** START Passage to read **

B.        Neither the current flat-fee schedule nor the Legislature’s prohibition of hourly compensation rates for contract counsel violates Carrillo’s right to counsel

 

{18}     The parties raise two issues: First, does the current flat-fee schedule for the compensation of contract counsel, solidified by the Legislature’s requirement that the LOPD not use the appropriation for contract counsel to pay hourly reimbursement rates, violate the right to counsel as guaranteed by the Federal Constitution and the New Mexico Constitution? Second, did the district court’s remedial orders requiring the State to fund compensation to contract counsel at $85 per hour and the LOPD to pay such a rate to Carrillo’s counsel contravene the separation of powers as established by Article III, Section 1 of the New Mexico Constitution?  Because we decide the former issue, we do not reach the latter.

 

{19}     In support of the district court’s order, Carrillo argues that the current flat-fee arrangement for the compensation of contract counsel impinges upon his right to the effective assistance of counsel.  The Commission makes a similar argument to support the district court’s order and contends that the current flat-fee scheme violates the right to counsel of any indigent defendant represented by contract counsel.   Both Carrillo and the Commission root their arguments in State v. Young, 2007-NMSC-058, 143 N.M. 1, 172 P.3d 138, and United States v. Cronic, 466 U.S. 648 (1984).

 

{20}     Ordinarily, to make out a claim of ineffective assistance of counsel, a criminal defendant needs to establish both that their counsel’s assistance was not objectively reasonable and that but for the counsel’s errors, the result of the proceeding would have been different.  State v. Grogan, 2007-NMSC-039, ¶ 11, 142 N.M. 107, 163 P.3d 494; see generally Strickland v. Washington, 466 U.S. 668, 687-96 (1984).  Both Carrillo and the Commission contend that the test for ineffective assistance under Strickland is inapposite.  We agree.  Because the district court stayed the prosecutions against Carrillo, we cannot address whether the results of those proceedings would be different if Carrillo’s counsel were paid according to a different compensation formula.

 

{21}     Some circumstances, however, “are so likely to prejudice the accused that the cost of litigating their effect in a particular case is unjustified.” Cronic, 466 U.S. at 658; see also Grogan, 2007-NMSC-039, ¶¶ 12-13 (noting circumstances where courts may presume prejudice).  In certain cases, “the likelihood that any lawyer . . . could provide effective assistance is so small that a presumption of prejudice is appropriate without inquiry into the actual conduct of the trial.” Cronic, 466 U.S. at 659-60 (citation omitted).  The presumption of prejudice is justified, for example, where “counsel entirely fails to subject the prosecution’s case to meaningful adversarial testing.” Id. at 659.

 

{22}     In State v. Young, this Court applied Cronic to presume ineffective assistance of counsel because the attorneys for the defendants in that capital case were “not receiving adequate compensation.”  2007-NMSC-058, ¶ 18.  In Young, we decided in a specific capital case that a flat-fee arrangement justified the presumption of ineffective assistance.  IdYoung was “one of the most complex death penalty cases ever tried in New Mexico,” and the defendants were appointed contract attorneys who contracted to provide representation through trial for a flat fee of $19,500 for each first-chair attorney and $9,500 for each second-chair attorney.  Id.  ¶¶ 6-7.  One attorney estimated that she and her co-counsel would spend a total of 2334 hours on the case and moved to withdraw.  Id.  ¶¶ 9, 12.  This Court found “that the attorneys for the defendants . . . [were] not receiving adequate compensation,” id.  ¶ 12, that capital cases are extraordinarily expensive and require specialized skills, id.  ¶¶ 14-15, and that the Young case was “unusually protracted because of its extraordinary complexity,” id.  ¶ 18.  This Court concluded that those facts justified “a presumption of ineffective assistance of counsel.” Id.  ¶ 18.

** END Passage to read **
** START Extracted records **

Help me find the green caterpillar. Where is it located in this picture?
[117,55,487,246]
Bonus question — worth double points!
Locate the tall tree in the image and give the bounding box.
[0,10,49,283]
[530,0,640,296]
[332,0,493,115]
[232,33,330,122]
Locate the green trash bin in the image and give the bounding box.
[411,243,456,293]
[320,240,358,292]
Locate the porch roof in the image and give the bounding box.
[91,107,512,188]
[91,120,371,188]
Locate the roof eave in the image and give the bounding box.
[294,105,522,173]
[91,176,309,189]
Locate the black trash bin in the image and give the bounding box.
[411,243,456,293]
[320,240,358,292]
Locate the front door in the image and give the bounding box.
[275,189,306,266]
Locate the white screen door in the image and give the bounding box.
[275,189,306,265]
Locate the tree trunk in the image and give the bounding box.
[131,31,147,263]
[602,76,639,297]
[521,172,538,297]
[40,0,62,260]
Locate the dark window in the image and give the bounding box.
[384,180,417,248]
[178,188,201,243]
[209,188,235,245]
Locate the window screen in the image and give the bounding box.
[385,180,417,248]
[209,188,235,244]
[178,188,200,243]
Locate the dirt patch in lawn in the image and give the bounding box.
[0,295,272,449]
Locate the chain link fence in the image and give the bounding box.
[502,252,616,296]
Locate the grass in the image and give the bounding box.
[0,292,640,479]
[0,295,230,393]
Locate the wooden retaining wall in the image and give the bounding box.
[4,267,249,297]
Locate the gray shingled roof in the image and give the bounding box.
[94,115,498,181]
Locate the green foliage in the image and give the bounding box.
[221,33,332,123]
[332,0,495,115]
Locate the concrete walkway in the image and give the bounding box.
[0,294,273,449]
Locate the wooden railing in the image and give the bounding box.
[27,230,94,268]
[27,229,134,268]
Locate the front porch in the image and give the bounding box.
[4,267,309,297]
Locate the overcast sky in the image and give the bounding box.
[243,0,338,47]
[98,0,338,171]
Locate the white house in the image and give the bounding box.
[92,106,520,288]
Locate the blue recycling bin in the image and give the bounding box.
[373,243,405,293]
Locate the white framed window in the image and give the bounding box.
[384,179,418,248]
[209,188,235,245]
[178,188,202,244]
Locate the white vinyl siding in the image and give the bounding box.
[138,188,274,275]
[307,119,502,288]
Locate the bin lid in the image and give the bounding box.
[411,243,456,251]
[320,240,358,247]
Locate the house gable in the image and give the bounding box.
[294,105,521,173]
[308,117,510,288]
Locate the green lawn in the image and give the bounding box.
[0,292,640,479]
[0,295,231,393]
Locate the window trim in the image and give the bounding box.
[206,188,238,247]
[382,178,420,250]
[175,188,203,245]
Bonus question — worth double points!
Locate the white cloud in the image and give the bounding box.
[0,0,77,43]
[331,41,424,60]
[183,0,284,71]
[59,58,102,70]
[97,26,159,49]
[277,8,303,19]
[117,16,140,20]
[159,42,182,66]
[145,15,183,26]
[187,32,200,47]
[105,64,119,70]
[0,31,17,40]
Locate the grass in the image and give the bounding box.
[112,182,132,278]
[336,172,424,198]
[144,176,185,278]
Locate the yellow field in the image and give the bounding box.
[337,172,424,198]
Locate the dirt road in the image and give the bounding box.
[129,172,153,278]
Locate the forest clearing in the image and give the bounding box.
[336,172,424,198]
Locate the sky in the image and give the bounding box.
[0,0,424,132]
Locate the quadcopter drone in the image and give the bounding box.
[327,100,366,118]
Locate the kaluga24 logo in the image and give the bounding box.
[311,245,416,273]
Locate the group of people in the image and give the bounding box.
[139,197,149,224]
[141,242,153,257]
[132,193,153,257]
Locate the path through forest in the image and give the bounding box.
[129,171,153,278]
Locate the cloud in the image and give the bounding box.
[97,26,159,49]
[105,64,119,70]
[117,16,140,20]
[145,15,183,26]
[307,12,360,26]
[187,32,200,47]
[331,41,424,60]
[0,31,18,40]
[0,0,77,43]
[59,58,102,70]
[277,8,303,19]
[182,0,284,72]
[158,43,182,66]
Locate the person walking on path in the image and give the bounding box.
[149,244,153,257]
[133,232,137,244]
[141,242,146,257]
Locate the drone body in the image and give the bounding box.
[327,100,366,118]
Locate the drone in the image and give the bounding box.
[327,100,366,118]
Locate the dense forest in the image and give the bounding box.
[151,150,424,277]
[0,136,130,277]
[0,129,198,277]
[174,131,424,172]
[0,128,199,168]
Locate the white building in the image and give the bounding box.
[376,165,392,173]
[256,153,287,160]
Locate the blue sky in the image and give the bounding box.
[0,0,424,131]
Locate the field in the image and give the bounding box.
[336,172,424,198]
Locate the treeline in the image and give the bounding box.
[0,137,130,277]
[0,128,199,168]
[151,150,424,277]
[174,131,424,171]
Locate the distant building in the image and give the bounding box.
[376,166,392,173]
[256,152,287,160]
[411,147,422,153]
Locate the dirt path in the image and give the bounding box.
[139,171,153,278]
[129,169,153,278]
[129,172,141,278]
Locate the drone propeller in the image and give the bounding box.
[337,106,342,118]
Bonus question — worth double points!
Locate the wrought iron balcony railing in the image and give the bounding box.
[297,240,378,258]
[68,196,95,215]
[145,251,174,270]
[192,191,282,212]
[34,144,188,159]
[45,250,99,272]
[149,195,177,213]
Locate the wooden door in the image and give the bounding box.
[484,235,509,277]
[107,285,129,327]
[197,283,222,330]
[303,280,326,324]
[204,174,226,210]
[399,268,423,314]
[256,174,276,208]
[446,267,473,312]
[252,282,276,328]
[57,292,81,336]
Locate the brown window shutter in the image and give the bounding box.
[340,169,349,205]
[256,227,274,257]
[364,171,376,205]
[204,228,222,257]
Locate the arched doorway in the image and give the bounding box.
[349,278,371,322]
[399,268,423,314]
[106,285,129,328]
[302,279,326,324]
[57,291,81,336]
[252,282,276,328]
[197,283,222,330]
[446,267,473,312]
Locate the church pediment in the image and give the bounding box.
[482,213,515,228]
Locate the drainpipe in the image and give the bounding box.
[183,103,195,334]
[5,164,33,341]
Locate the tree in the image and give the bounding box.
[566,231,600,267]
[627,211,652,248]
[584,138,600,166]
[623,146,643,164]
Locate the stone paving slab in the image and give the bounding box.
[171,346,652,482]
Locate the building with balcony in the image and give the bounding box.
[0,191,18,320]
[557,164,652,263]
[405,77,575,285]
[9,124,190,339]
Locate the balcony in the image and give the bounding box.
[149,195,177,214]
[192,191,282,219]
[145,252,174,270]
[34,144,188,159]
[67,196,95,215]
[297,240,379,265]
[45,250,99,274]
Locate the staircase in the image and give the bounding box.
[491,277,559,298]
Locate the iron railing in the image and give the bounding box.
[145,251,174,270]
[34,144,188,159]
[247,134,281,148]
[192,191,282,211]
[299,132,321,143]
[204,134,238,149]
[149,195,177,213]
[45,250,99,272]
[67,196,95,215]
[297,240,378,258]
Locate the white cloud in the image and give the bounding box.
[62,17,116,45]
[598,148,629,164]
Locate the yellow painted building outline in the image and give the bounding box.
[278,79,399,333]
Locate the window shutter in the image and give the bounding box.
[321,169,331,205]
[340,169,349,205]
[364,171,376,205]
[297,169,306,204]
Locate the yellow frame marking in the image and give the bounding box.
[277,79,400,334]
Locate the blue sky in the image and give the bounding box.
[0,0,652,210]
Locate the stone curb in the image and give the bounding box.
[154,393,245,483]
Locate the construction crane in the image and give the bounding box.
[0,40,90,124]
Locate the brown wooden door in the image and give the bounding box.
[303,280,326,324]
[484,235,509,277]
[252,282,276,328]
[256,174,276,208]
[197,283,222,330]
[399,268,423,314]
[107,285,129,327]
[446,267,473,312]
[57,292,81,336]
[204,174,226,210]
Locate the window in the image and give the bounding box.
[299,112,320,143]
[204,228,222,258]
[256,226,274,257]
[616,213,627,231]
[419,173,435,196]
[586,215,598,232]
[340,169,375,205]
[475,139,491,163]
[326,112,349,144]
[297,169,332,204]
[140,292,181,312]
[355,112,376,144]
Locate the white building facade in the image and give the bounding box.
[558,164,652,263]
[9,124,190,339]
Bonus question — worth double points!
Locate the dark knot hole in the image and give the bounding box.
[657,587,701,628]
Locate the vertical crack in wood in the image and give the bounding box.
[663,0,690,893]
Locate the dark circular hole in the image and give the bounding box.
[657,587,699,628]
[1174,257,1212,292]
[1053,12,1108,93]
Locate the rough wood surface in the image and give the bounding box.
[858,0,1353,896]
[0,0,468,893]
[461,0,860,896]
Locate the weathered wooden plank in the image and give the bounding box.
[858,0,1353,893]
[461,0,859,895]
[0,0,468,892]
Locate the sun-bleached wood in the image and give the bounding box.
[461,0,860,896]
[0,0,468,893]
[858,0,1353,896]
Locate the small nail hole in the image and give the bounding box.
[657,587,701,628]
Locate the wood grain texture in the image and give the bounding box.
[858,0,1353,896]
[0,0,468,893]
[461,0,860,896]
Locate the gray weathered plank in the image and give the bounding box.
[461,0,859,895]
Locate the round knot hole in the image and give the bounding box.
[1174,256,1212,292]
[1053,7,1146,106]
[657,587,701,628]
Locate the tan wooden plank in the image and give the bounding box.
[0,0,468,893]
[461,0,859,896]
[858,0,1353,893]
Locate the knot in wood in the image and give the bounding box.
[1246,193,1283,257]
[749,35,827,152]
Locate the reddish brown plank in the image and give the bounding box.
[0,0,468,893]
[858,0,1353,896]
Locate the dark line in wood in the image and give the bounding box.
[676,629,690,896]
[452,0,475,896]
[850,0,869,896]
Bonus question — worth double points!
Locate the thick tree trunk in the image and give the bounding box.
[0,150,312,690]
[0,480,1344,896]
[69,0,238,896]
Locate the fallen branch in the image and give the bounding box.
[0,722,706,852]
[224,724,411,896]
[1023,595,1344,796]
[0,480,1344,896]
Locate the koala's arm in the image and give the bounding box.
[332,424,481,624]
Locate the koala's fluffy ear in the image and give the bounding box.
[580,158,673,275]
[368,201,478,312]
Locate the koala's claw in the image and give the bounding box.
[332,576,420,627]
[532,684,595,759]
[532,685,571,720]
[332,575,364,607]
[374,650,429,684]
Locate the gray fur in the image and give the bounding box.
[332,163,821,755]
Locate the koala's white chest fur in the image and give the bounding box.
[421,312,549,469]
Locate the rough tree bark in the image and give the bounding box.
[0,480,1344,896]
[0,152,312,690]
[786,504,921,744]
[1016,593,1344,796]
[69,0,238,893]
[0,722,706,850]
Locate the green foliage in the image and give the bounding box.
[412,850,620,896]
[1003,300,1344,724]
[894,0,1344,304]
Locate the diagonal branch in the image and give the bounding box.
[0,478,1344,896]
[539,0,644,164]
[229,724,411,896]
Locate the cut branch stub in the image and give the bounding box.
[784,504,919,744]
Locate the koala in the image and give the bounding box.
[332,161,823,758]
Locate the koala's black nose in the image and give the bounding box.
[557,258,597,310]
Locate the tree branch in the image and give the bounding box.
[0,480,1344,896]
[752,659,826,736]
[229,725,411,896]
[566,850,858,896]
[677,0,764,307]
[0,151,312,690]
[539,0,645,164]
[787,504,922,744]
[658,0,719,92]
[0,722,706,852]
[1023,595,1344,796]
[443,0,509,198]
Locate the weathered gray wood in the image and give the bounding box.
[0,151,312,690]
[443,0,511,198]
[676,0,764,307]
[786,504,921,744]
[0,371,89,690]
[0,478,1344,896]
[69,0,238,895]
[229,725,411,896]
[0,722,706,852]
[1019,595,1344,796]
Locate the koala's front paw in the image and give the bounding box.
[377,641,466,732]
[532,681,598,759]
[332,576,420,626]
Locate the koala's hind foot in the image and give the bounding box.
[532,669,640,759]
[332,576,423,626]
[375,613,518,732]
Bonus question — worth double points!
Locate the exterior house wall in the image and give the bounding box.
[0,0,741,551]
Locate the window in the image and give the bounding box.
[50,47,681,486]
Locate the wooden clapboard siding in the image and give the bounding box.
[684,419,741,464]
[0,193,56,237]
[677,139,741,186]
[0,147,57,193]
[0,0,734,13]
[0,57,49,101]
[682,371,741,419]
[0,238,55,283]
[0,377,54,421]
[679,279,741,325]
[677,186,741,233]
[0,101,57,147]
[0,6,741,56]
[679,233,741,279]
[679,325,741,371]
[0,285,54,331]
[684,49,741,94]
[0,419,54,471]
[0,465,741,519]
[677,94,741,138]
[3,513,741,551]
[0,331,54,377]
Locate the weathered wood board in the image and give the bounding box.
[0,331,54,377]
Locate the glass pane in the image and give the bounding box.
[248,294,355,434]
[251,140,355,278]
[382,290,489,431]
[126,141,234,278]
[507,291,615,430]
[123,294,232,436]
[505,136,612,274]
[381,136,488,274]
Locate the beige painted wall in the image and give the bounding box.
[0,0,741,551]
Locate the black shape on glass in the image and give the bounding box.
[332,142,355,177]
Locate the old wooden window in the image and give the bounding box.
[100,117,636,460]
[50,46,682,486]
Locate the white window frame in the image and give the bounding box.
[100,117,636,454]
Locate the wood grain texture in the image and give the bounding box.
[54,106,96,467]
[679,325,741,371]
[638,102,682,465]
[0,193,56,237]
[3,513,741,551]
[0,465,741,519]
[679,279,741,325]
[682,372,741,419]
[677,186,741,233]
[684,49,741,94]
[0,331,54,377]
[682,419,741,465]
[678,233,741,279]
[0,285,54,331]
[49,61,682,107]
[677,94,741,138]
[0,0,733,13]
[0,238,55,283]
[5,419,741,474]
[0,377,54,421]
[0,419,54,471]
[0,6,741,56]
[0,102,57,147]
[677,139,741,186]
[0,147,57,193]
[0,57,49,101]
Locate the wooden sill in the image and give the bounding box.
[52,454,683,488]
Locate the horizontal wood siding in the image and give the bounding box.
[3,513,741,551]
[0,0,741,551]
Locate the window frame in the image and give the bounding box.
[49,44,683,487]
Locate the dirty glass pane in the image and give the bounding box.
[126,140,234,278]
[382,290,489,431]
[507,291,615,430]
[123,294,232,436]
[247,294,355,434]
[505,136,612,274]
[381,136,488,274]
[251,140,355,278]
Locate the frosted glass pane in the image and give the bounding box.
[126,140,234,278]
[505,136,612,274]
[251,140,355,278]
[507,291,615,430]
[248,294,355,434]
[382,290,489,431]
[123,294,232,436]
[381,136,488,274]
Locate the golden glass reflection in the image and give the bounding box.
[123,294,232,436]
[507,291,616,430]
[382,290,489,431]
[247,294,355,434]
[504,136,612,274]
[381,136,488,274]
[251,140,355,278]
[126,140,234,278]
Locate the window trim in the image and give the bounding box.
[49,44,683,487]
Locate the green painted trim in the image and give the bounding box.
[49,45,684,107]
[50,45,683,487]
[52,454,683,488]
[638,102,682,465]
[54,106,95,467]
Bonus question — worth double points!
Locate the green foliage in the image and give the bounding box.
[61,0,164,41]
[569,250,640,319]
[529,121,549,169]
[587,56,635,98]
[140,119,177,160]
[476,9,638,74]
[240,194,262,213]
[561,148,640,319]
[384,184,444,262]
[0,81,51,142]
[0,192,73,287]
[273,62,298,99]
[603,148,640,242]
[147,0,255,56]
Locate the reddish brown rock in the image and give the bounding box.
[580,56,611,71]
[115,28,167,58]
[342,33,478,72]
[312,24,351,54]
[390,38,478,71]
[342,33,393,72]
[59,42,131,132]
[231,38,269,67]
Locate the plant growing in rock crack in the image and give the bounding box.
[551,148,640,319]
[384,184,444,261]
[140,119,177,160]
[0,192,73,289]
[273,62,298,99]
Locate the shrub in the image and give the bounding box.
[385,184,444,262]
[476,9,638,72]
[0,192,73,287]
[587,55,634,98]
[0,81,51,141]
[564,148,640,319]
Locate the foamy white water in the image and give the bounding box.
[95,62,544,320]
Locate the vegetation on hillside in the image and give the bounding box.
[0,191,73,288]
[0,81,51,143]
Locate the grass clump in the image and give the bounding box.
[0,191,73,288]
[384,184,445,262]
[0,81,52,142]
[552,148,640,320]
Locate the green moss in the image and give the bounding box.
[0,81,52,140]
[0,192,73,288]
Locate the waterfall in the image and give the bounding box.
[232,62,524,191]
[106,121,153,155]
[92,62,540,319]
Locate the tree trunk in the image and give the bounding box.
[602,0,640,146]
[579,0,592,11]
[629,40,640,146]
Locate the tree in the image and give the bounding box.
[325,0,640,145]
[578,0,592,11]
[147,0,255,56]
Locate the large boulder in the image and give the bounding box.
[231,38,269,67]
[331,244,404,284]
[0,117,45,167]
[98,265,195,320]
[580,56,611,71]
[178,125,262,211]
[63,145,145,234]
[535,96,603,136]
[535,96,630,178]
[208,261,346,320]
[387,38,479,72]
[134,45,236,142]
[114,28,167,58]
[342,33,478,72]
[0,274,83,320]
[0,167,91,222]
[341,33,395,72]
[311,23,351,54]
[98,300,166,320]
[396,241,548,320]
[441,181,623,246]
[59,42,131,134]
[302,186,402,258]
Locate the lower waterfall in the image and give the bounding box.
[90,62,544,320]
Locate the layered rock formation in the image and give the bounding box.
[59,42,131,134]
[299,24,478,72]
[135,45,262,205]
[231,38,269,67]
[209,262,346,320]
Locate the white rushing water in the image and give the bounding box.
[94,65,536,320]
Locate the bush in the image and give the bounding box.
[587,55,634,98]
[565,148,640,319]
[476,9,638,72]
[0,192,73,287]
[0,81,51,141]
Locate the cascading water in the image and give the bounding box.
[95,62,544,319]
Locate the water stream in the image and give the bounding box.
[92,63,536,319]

** END Extracted records **

(Stated goal)
For each statement below, say yes or no depending on whether it agrees with the court opinion on contract counsel compensation, and quote the words of the opinion that decide it.
1. The court rules on whether the district court's remedial orders violated the separation of powers.
2. The district court ordered the State to fund compensation to contract counsel at $85 per hour.
3. In Young, each second-chair attorney contracted to provide representation through trial for a flat fee of $19,500.

(Solution to the exercise)
1. No: "Because we decide the former issue, we do not reach the latter."
2. Yes: "the district court’s remedial orders requiring the State to fund compensation to contract counsel at $85 per hour"
3. No: "a flat fee of $19,500 for each first-chair attorney and $9,500 for each second-chair attorney"